## Start Exercise inputs

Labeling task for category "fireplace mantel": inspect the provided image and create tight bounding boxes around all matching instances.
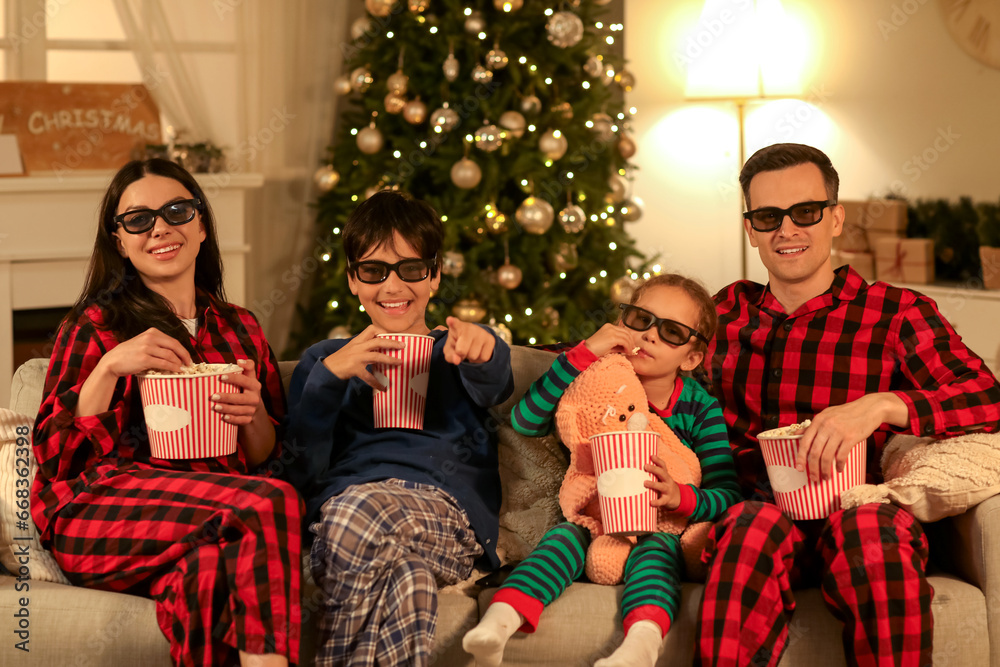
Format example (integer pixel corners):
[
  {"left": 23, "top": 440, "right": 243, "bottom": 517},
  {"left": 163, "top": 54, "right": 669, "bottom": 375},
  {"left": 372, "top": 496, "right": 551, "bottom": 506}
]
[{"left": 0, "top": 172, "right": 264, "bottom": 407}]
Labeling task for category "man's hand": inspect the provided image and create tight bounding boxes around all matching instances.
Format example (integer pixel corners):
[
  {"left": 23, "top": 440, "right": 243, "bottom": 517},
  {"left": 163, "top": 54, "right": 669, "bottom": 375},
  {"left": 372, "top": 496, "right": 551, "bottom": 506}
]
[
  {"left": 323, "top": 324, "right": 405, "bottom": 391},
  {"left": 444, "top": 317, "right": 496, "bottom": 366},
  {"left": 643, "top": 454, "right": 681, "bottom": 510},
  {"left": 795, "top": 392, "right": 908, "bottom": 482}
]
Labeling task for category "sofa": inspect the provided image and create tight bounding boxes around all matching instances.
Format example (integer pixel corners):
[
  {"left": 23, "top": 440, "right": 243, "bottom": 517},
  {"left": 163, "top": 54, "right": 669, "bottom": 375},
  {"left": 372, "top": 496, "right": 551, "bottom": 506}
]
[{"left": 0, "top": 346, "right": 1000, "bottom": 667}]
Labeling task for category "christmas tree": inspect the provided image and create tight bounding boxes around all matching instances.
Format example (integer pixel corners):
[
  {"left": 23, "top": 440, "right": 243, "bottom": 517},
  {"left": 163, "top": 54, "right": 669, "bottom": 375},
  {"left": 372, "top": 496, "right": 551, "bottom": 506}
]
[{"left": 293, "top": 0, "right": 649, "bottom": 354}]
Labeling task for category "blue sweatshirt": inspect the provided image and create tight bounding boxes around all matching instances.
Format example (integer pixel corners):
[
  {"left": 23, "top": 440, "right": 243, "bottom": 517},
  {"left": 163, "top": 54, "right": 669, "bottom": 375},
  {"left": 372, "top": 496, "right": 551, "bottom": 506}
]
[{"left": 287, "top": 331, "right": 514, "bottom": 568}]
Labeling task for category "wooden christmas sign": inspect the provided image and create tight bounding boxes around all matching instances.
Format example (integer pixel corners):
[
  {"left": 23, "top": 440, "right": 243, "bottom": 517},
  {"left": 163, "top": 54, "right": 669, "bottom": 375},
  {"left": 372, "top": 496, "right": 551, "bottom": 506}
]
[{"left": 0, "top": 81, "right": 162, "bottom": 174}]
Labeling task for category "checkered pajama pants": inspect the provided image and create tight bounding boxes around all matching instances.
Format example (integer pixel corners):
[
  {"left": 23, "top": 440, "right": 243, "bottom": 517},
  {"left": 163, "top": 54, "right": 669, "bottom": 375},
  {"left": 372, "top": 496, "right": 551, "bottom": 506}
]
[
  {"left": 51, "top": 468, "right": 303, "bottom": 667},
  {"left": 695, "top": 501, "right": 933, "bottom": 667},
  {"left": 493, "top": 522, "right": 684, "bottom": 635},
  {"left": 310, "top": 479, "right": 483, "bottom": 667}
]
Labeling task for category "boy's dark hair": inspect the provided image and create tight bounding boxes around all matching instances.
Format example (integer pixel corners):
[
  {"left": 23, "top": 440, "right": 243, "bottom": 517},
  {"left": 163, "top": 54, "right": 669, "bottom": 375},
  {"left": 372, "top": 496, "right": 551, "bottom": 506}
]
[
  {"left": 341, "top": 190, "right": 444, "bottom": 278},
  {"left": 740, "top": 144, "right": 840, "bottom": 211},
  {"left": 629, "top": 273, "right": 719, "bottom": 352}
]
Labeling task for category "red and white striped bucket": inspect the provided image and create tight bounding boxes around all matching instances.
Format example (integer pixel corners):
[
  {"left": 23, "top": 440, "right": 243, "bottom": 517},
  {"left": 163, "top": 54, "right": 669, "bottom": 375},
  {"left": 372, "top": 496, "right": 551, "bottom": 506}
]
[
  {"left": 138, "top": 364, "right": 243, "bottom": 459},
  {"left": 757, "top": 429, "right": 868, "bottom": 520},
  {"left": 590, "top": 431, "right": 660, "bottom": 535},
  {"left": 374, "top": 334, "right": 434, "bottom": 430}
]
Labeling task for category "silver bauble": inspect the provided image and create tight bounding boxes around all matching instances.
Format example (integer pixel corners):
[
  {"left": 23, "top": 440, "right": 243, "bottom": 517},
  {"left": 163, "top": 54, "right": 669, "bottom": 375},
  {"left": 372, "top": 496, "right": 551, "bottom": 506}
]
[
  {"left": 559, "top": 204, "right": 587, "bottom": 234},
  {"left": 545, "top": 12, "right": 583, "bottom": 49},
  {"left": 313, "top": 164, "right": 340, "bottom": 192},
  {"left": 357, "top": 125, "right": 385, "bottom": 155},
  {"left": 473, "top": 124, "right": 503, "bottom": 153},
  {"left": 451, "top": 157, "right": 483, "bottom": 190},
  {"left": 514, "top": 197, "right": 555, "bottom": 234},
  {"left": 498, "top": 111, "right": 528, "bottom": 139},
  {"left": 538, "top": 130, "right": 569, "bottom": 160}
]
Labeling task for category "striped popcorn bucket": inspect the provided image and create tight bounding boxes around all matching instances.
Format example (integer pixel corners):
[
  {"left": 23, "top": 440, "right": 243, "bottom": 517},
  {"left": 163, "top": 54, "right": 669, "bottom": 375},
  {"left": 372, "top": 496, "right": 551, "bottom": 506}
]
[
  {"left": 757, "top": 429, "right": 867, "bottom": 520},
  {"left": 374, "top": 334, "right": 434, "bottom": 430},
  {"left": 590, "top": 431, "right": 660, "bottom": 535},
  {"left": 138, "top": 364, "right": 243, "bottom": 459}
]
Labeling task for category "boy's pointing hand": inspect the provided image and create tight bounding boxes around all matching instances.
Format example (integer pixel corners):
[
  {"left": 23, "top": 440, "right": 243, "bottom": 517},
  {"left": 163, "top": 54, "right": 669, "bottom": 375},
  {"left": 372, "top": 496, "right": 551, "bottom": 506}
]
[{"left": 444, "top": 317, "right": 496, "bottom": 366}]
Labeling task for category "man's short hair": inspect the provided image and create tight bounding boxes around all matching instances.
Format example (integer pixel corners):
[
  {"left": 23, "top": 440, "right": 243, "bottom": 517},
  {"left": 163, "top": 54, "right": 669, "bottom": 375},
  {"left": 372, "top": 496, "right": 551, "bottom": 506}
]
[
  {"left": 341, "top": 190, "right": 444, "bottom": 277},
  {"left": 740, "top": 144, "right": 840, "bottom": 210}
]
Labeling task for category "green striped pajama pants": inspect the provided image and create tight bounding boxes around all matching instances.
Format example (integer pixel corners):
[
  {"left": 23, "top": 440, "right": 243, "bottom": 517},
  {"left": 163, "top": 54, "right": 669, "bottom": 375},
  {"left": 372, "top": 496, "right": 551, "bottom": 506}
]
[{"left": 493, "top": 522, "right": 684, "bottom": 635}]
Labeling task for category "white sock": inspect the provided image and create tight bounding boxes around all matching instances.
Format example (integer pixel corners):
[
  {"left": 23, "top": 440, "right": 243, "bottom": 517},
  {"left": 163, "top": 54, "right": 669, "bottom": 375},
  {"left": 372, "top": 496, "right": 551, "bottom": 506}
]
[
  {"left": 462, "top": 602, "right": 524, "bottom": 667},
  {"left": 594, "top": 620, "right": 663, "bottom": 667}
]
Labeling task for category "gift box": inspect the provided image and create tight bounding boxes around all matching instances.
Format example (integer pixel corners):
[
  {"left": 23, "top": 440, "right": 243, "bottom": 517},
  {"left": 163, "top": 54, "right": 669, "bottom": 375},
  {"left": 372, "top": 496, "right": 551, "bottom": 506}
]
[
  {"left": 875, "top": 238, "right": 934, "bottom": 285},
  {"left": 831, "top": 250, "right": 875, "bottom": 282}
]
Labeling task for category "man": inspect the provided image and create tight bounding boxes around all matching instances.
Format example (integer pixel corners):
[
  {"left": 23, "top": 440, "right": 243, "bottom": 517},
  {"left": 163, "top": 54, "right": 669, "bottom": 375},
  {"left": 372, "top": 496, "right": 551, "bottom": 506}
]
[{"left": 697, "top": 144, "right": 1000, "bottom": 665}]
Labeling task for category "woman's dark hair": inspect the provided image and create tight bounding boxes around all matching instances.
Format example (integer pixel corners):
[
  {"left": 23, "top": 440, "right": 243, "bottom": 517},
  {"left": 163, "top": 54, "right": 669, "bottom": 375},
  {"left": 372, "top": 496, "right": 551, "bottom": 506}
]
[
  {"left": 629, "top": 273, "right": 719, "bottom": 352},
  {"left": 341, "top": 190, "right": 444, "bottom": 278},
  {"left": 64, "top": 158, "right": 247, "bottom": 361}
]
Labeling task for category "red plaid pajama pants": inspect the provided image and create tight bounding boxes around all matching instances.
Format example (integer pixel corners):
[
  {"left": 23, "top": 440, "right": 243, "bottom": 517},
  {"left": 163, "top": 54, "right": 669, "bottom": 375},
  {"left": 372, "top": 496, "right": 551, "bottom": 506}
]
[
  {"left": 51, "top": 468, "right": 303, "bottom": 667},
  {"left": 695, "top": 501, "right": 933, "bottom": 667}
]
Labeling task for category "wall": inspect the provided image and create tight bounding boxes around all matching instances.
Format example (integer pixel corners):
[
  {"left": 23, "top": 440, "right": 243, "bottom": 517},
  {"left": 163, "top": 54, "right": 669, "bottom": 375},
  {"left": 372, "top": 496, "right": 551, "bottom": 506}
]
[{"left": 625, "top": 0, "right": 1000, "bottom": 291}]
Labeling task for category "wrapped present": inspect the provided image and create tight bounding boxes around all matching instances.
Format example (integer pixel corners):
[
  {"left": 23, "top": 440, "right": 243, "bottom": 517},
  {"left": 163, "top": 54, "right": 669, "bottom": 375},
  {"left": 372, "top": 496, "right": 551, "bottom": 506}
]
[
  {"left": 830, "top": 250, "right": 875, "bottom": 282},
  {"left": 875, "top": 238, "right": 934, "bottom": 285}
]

## End Exercise inputs

### Requirements:
Work out how many lines of the data above contain the word "white", and give only that number.

### Answer to the problem:
2